*Work instructions:* Copy the data below word for word, starting at the line that contains "Produce ground-truth annotations for the tall" and continuing through the end of the data, including both ends.

--- START OF Input rows ---

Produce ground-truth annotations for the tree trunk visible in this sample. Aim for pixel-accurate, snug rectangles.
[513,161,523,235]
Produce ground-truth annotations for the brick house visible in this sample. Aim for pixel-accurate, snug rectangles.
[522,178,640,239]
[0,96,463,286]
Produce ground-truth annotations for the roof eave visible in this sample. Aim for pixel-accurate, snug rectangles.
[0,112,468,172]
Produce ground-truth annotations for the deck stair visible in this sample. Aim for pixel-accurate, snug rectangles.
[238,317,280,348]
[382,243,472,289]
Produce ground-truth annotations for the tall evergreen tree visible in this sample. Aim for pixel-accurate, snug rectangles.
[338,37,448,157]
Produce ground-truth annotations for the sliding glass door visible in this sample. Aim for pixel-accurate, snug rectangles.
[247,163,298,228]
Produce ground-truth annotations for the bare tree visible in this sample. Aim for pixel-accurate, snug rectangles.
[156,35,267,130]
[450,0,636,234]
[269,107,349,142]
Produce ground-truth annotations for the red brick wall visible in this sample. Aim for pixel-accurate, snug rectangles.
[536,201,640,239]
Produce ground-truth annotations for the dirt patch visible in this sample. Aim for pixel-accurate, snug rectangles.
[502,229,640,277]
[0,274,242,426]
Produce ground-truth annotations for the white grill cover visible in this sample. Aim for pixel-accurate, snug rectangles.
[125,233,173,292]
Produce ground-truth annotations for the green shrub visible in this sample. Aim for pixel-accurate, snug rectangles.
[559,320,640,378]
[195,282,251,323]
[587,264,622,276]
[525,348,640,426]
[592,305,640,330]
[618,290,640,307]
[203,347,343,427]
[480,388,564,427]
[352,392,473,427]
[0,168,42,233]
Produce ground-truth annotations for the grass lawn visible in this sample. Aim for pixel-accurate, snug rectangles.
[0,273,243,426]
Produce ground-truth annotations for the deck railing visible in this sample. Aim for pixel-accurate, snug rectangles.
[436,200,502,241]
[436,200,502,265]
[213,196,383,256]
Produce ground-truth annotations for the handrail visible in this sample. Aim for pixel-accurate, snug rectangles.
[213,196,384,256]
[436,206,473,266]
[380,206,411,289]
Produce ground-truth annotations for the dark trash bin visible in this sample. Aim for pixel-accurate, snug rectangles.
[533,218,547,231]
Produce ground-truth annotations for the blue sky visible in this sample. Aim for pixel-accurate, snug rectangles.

--- END OF Input rows ---

*Answer to the problem:*
Produce ground-truth annotations for the tall evergreen tree visible in this sample. Aim for pixel-accurate, snug rectangles.
[338,37,448,157]
Produce ground-truth annotations for the sliding glass door visible in this sample. Aim for pixel-accurate, snug rectangles.
[247,163,298,228]
Produce ground-truth annotations for the bare tree visible in this sample. Aim for pixel-accurate, snug rectangles.
[156,35,267,130]
[450,0,636,234]
[269,107,349,142]
Produce ground-truth annotations for the red brick wall visible in this sample. Aim for pixel-accurate, snug rectangles.
[536,201,640,239]
Produce ground-truth annotations for the dirt patch visible in this sample. Aim for pixel-accurate, snug rectangles.
[502,229,640,277]
[0,274,242,426]
Produce ground-truth annotations for the white grill cover visible in this sample. Aim for pixel-accurate, snug rectangles.
[125,233,173,292]
Produce ground-truth annotations for the green shrub visible in this sample. Aim for pixel-accurate, snug rectangles.
[559,320,640,378]
[195,282,251,323]
[587,264,622,276]
[525,348,640,426]
[592,305,640,330]
[618,290,640,307]
[203,347,343,427]
[480,388,564,427]
[352,392,473,427]
[0,168,42,233]
Produce ground-truth annotations for the grass lawn visible in this sample. Aim for pixel-accurate, snug rectangles.
[0,273,243,426]
Produce ground-truth annotations for the deck railing visible in this sample. Aim for pixel-accurate, snug rectangles.
[436,200,502,241]
[436,200,502,265]
[213,196,383,256]
Produce ground-truth annotations for the handrail visible in this sample. Aim for pixel-accurate, snug rectangles.
[213,196,384,256]
[436,206,473,266]
[380,206,411,289]
Produce ground-truth annotations for the dark trash bin visible in this sample. Aim for pixel-accurate, snug rectangles.
[533,218,547,231]
Produce ground-truth annotations for the blue sky visible in this sample. Aim for pixel-accurate, snug rectangles.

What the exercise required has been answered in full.